◆ STATED TASK
The data must be returned in full and exactly as given.

═══ INPUT DATA

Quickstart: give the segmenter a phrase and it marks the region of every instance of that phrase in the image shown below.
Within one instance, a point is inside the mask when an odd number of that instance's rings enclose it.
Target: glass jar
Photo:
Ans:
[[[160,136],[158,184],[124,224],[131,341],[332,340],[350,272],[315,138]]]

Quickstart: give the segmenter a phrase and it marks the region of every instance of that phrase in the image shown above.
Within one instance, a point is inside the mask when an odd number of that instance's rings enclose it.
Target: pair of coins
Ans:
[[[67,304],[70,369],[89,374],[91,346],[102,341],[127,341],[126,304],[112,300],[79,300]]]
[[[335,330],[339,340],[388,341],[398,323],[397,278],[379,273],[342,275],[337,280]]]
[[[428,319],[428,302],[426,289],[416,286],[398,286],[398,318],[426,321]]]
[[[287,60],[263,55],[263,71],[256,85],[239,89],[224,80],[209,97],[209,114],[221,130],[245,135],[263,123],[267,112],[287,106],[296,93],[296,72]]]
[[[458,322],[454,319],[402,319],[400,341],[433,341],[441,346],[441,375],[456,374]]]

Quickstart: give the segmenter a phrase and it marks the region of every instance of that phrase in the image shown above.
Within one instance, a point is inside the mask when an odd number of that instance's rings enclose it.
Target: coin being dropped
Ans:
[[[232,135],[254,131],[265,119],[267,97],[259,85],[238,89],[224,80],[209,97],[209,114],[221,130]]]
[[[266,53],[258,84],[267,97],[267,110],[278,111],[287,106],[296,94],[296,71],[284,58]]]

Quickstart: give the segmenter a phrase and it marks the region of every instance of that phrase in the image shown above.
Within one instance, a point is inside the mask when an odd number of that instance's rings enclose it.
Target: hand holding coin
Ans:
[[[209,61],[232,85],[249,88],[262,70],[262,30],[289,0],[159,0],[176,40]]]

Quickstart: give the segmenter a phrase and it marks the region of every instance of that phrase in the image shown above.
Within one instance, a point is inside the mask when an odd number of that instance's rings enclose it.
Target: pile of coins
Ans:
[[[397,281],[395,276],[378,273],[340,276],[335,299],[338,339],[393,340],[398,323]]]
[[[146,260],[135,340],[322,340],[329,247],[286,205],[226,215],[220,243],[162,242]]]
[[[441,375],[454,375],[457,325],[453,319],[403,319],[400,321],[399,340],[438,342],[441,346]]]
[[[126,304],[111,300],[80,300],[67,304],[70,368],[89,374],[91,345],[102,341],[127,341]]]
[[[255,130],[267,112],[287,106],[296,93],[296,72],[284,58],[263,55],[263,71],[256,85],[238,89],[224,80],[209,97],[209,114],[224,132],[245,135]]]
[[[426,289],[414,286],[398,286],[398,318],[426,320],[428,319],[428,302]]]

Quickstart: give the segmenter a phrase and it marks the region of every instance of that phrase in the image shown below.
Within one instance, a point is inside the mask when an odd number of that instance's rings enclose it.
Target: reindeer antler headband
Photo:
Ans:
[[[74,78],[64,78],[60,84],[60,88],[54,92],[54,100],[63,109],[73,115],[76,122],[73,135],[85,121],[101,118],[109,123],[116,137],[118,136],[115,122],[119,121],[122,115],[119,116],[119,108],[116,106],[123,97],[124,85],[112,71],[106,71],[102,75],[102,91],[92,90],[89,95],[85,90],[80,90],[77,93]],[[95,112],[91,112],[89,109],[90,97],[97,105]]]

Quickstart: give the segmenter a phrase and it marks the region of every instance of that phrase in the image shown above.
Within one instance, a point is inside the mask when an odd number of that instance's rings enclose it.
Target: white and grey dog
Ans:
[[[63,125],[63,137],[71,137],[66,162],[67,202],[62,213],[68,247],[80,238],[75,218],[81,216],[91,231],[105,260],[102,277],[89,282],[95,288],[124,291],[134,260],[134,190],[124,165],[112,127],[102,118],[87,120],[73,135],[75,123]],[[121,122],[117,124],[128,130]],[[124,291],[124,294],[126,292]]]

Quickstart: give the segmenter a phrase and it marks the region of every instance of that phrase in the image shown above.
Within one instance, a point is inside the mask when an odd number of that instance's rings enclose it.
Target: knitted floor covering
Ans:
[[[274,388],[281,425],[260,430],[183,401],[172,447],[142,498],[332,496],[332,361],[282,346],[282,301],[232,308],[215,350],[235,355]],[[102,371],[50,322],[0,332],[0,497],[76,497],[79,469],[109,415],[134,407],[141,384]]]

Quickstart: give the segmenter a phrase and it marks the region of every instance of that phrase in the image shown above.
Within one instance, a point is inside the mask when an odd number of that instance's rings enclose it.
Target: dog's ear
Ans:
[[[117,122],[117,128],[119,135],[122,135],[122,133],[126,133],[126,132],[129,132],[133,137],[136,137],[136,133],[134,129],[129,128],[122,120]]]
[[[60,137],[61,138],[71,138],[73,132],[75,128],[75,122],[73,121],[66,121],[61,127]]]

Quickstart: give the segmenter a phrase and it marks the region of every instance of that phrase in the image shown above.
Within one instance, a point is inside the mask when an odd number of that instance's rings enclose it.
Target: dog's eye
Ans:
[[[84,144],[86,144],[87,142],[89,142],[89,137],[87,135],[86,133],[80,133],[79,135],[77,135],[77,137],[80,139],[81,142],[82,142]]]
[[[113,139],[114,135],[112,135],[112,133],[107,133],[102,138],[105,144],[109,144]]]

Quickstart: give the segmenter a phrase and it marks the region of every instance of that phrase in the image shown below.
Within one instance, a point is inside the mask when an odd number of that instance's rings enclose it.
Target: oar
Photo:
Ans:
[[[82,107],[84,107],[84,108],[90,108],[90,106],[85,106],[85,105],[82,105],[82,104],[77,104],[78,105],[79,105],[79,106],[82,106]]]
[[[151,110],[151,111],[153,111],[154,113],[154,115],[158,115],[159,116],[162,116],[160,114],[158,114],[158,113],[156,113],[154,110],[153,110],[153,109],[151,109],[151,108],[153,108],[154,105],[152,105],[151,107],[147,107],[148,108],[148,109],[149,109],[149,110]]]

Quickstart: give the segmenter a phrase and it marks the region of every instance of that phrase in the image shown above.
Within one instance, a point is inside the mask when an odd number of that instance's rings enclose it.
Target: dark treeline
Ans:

══════

◆ WRITTEN SOLUTION
Quickstart: give the segmenter a phrase and it marks the region of every instance of that phrase in the image shown below.
Within one instance, a point is inside the mask when an odd number of that instance's rings enclose it.
Target: glass jar
Photo:
Ans:
[[[160,136],[158,184],[124,224],[131,341],[332,340],[350,272],[315,138]]]

Quickstart: give the segmenter a phrase and it marks the region of every instance of that phrase in the image shown above.
Within one instance, a point is inside the mask when an odd number of that instance's rings enclose it.
Target: pair of coins
Ans:
[[[67,304],[70,369],[89,374],[91,346],[102,341],[127,341],[126,304],[112,300],[79,300]]]
[[[335,330],[339,340],[388,341],[398,323],[397,278],[379,273],[342,275],[337,280]]]
[[[428,319],[428,302],[426,289],[416,286],[398,286],[398,318],[426,321]]]
[[[287,60],[263,55],[263,71],[256,85],[239,89],[224,80],[209,97],[209,114],[221,130],[245,135],[263,123],[267,112],[287,106],[296,93],[296,72]]]
[[[458,322],[454,319],[402,319],[400,341],[433,341],[441,346],[441,375],[456,374]]]

Quickstart: give the segmenter a phrase and it marks the region of every instance of that phrase in the image shown above.
Within one instance, a point is inside the mask when an odd number of that instance's rings enclose it.
Target: coin being dropped
Ans:
[[[232,135],[254,131],[265,119],[267,97],[259,85],[238,89],[224,80],[209,97],[209,114],[221,130]]]
[[[266,53],[258,84],[267,97],[267,110],[278,111],[287,106],[296,94],[296,71],[284,58]]]

Quickstart: give the segmenter a phrase and it marks the region of every instance of that phrase in the image shown above.
Within one instance, a point is inside the mask when an odd number of that instance's rings enclose it.
Target: hand holding coin
Ans:
[[[209,61],[232,85],[249,88],[262,70],[262,30],[289,0],[159,0],[176,40]]]

Quickstart: give the segmenter a phrase and it marks the region of every instance of that phrase in the image shown above.
Within one instance, a point is inside the mask when an odd number of that instance's rings enclose it.
Target: pile of coins
Ans:
[[[397,281],[395,276],[378,273],[340,276],[335,299],[338,339],[393,340],[398,323]]]
[[[146,260],[135,340],[322,340],[329,247],[286,205],[226,215],[220,243],[162,242]]]
[[[441,375],[454,375],[457,325],[453,319],[403,319],[400,321],[399,340],[438,342],[441,346]]]
[[[126,304],[111,300],[80,300],[67,304],[70,368],[89,374],[91,345],[102,341],[127,341]]]
[[[255,130],[267,112],[287,106],[296,93],[296,72],[284,58],[263,55],[263,71],[256,85],[238,89],[224,80],[209,97],[209,114],[224,132],[245,135]]]
[[[426,289],[414,286],[398,286],[398,318],[426,320],[428,319],[428,302]]]

Quickstart: give the segmenter a phrase and it marks the region of every instance of that phrase in the image shown below.
Within one instance, a point is inside the mask when an odd number of that instance's rings enclose it.
Target: reindeer antler headband
Photo:
Ans:
[[[74,78],[64,78],[60,84],[60,88],[54,92],[54,100],[63,109],[73,115],[76,122],[73,135],[85,121],[101,118],[109,123],[116,137],[118,136],[115,122],[119,121],[122,115],[119,116],[119,108],[116,106],[123,97],[124,85],[112,71],[106,71],[102,75],[102,91],[92,90],[89,95],[85,90],[80,90],[77,93]],[[95,112],[91,112],[89,109],[90,97],[97,105]]]

Quickstart: give the segmenter a phrase and it marks the region of every instance of that phrase in the image shown above.
Within one instance, a point is inside the mask when an odd number of that instance's rings enclose it.
Target: white and grey dog
Ans:
[[[63,125],[63,137],[71,137],[66,162],[67,202],[62,213],[68,247],[80,238],[75,218],[81,216],[91,231],[105,260],[102,277],[89,282],[95,288],[124,291],[134,260],[134,190],[124,165],[112,127],[102,118],[87,120],[73,135],[75,123]],[[121,122],[117,124],[128,130]],[[124,291],[124,294],[126,292]]]

Quickstart: give the segmenter a phrase and it marks the region of every instance of that phrase in the image shown above.
Within one instance, a point is inside the mask when an odd number of that instance's rings enclose it.
Target: knitted floor covering
Ans:
[[[274,388],[281,425],[260,430],[183,401],[172,447],[142,498],[332,496],[332,361],[282,346],[282,301],[232,308],[215,350],[235,355]],[[102,371],[50,322],[0,332],[0,497],[76,497],[79,469],[109,415],[134,407],[141,384]]]

Quickstart: give the segmenter a phrase and it marks the region of every instance of that phrase in the image shown above.
Within one instance, a point is inside the mask when an odd number of that instance's rings enclose it.
Target: dog's ear
Ans:
[[[117,122],[117,128],[119,135],[122,135],[122,133],[126,133],[126,132],[129,132],[133,137],[136,137],[136,133],[134,129],[129,128],[122,120]]]
[[[60,137],[61,138],[71,138],[73,132],[75,128],[75,122],[73,121],[66,121],[61,127]]]

Quickstart: give the segmenter a phrase and it marks the region of every instance of that phrase in the image shown above.
Within one instance, a point is inside the mask when an odd number of that instance's rings enclose it.
Target: dog's eye
Ans:
[[[84,144],[86,144],[87,142],[89,142],[89,137],[87,135],[86,133],[80,133],[79,135],[77,135],[77,137],[80,139],[81,142],[82,142]]]
[[[113,139],[114,135],[112,135],[112,133],[107,133],[102,138],[105,144],[109,144]]]

Quickstart: give the segmenter a phrase and it marks the region of every instance of that phrase in the image shown below.
Within one instance, a point is inside the mask when an odd number of that instance's rings enclose it.
Target: oar
Photo:
Ans:
[[[82,107],[84,107],[84,108],[90,108],[90,106],[85,106],[85,105],[82,105],[82,104],[77,104],[78,105],[79,105],[79,106],[82,106]]]
[[[151,110],[151,111],[153,111],[154,113],[154,115],[158,115],[159,116],[162,116],[160,114],[158,114],[158,113],[156,113],[154,110],[153,110],[153,109],[151,109],[151,108],[153,108],[154,105],[152,105],[151,107],[147,107],[148,108],[148,109],[149,109],[149,110]]]

Quickstart: give the segmenter a phrase and it marks the region of every instance of that phrase in the image shown above.
Within one instance, a point is inside the mask when an odd number of that instance's rings enclose it.
Target: dark treeline
Ans:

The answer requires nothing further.